◆ Textvorlage ◆
Meşale Tolu über Staatsempfang: „Erdoğan sollte sich zu Hause fühlen“
Nach seinem Besuch in Deutschland ist der türkische Präsident wieder abgereist. Die Journalistin Meşale Tolu, die monatelang in der Türkei in Haft saß, zieht Bilanz.
Frau Tolu, Sie haben versprochen, Sprachrohr derjenigen zu sein, die weiterhin aus politischen Gründen in der Türkei in Haft sind. Was sagen Sie nach dem Staatsbesuchs Erdoğans in Deutschland?
Die Kanzlerin und der Bundespräsident haben ihre Differenzen mit Erdoğan zur Sprache gebracht. Das ist erfreulich. Trotzdem: Zu mehr als zwei Dritteln ging es in der Pressekonferenz am Freitag um gemeinsame Werte und Interessen. Ich als eine, die in der Türkei im Gefängnis saß, sehe keine gemeinsamen Werte. Die Türkei hat sich von den Werten der EU und des Westens entfernt. Wir müssen über inhaftierte Journalisten sprechen, über zu Unrecht geführte Prozesse, über die Samstagsmütter. All das bewegt die Opposition.
Wurde dem türkischen Präsidenten tatsächlich wie befürchtet der rote Teppich ausgerollt?
Der Teppich wurde ausgerollt, am Flughafen und vor dem Schloss Bellevue. Diese Bilder sind für Erdoğan sehr wichtig. Ob er auch symbolisch ausgerollt wurde, lässt sich noch nicht sagen. Ob hinter geschlossenen Türen wirtschaftliche Abmachungen getroffen wurden, werden wir erst noch erfahren. Dann erst wird der wahre Inhalt dieses Besuchs ans Licht kommen.
Die Proteste gegen Erdoğan fielen kleiner aus als erwartet. Wie kommt das?
Die Proteste waren nicht so groß, wie wir uns erhofft hatten. Die Bundesregierung hatte viele Orte abgeriegelt, die Menschen sind teilweise gar nicht durchgekommen.

◆ Datensätze ◆
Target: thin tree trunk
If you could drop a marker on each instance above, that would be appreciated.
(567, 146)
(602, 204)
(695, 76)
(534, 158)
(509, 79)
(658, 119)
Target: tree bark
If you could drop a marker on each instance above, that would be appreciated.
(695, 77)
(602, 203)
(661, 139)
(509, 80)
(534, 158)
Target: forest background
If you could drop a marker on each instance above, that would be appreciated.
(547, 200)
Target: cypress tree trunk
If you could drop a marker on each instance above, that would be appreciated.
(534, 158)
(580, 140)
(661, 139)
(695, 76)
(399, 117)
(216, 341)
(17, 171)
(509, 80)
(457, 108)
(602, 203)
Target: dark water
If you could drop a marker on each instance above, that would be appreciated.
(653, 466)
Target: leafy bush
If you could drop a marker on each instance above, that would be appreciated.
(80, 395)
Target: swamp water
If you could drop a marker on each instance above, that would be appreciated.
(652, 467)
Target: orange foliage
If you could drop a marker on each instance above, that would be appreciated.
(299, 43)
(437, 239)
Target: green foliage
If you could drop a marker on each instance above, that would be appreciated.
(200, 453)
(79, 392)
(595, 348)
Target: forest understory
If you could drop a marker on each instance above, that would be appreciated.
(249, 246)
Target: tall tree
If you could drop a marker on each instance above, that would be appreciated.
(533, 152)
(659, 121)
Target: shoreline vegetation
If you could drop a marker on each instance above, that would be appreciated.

◆ Aufgaben ◆
A – Beantworte diese Fragen zum Interview mit Meşale Tolu:
(i) Wo wurde der rote Teppich für Erdoğan ausgerollt?
(ii) An welchem Tag war die Pressekonferenz?
(iii) Warum sind manche Menschen nicht zu den Protesten durchgekommen?
B – Zähle alle Themen auf, über die laut Tolu im Interview gesprochen werden muss.
C – Schreib das Stück aus dem Interview neu, das bei den Worten „Die Proteste waren“ anfängt und nach „gar nicht durchgekommen.“ aufhört. Setz dabei „Polizei“ an die Stelle von „Bundesregierung“.
Die Datensätze stammen aus einer anderen Quelle als das Interview.

◆ Lösungen ◆
A –
(i) Am Flughafen und vor dem Schloss Bellevue.
(ii) Am Freitag.
(iii) Die Bundesregierung hatte viele Orte abgeriegelt.

B –
- inhaftierte Journalisten
- zu Unrecht geführte Prozesse
- die Samstagsmütter

C –
Die Proteste waren nicht so groß, wie wir uns erhofft hatten. Die Polizei hatte viele Orte abgeriegelt, die Menschen sind teilweise gar nicht durchgekommen.